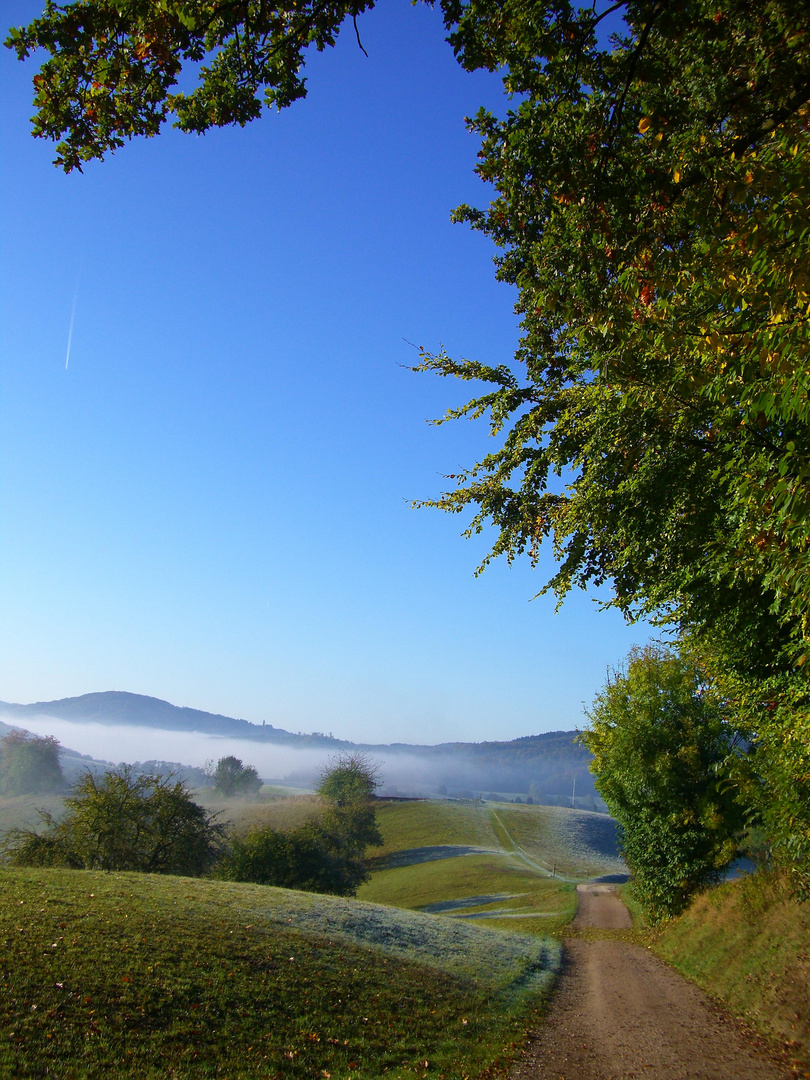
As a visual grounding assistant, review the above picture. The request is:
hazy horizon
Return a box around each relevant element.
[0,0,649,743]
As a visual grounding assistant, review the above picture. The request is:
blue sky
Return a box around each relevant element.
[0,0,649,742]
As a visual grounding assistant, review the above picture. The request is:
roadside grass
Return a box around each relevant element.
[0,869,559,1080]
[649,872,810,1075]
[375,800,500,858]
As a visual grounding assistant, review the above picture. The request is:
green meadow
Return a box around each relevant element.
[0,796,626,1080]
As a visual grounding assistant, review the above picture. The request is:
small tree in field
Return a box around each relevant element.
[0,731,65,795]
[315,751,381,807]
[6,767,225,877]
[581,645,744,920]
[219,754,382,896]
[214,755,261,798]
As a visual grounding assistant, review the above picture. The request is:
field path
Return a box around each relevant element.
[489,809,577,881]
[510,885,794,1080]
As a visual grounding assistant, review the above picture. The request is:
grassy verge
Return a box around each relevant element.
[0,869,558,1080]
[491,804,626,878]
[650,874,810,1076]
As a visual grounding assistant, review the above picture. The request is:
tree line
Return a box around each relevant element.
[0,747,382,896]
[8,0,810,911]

|---|

_Written task_.
Change "relevant element" to "matching item" throughout these lines and give them again with everything else unchanged. Leave the pictures out.

_Solved exercise_.
As a visual grounding assistant, review the above picture. The request is:
hazy horizon
Return a box around each matching item.
[0,0,649,743]
As a visual grounding assistant, review the above picture. The request is:
blue sky
Return a box around each matching item.
[0,0,649,742]
As a visual grounding assistant, review the above picture. The request is:
roadside grass
Return a box around each matching item.
[0,869,559,1080]
[649,872,810,1075]
[375,800,500,858]
As a visual grounding assistant, review the above picture. The request is:
green meadow
Return a box around each matching item.
[0,796,626,1080]
As a visual grounding assistant, review the above picture. The request is:
small tree in field
Return a box around each matching item.
[0,731,65,795]
[315,751,381,807]
[6,767,225,877]
[581,645,744,920]
[219,754,382,896]
[214,755,261,798]
As a visual grounding assistant, review the above picture. The request is:
field path
Return a box around each matching item.
[489,809,577,881]
[510,885,794,1080]
As a visual grounding assistant, review the above picture. The request is:
grassy verge
Return a box around each matching item.
[0,869,558,1080]
[491,804,626,878]
[650,874,810,1076]
As a visual grounding assistant, review the above picture. The request is:
tree line
Return a box around each matching item.
[0,747,382,896]
[8,0,810,911]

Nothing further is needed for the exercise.